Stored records
◇ ◇ ◇ ◇

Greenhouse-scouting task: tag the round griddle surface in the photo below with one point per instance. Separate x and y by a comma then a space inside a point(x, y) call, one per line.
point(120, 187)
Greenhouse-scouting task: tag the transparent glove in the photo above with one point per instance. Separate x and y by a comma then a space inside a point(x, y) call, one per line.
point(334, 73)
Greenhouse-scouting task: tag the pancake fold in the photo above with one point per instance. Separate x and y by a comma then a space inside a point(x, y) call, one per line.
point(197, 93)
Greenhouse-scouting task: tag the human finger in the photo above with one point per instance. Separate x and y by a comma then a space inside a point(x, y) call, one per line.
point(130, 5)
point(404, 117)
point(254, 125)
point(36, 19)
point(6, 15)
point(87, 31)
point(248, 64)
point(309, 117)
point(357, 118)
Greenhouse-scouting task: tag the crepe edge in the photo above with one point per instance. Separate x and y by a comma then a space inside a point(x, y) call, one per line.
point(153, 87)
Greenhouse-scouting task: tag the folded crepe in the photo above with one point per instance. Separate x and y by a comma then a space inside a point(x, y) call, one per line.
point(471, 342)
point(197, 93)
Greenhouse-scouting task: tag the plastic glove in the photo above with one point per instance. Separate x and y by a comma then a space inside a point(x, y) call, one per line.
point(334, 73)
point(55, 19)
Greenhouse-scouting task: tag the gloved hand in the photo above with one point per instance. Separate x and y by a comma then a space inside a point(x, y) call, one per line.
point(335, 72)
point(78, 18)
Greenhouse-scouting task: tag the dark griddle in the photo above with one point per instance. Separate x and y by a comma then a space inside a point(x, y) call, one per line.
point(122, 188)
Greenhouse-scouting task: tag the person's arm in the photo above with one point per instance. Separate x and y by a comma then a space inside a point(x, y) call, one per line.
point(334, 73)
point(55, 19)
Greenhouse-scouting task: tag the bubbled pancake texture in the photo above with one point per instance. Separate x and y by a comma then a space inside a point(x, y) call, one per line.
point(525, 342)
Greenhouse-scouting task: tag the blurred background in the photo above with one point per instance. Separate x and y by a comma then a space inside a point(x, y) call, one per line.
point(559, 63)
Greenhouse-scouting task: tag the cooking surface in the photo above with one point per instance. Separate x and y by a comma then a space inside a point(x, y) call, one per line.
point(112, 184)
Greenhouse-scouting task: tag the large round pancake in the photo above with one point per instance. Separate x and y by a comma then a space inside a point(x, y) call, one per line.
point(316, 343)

◇ ◇ ◇ ◇

[Task instructions]
Give back, word for word, the lines of the records that run from the one holding "Greenhouse-scouting task: tag the person's" to the very last.

[Answer space]
Greenhouse-scouting task: tag the person's arm in the photo above with one point per instance. Separate x and y by a comma then a space inside a point(x, y) call, one per line.
point(334, 73)
point(55, 19)
Greenhouse-scouting task: tag the bubbled pancake texture in the photo above with one point per instance. Separate x and y by a comma then a space inside a point(x, y) call, one per line.
point(525, 342)
Greenhouse-scouting task: tag the blurred background in the photo above with one point per instance. Separate x and y by a comma then a space inside a point(x, y) call, one per line.
point(559, 63)
Greenhouse-scouting task: tag the cooking surface in the photo above with one point per instance. Separate x and y by a comma then a space inside a point(x, y) call, one per line.
point(112, 184)
Greenhouse-scouting task: tag the large round pancake in the photo above with one point per instance. Separate x and y by a comma then a space inside a point(x, y) call, one per line.
point(316, 343)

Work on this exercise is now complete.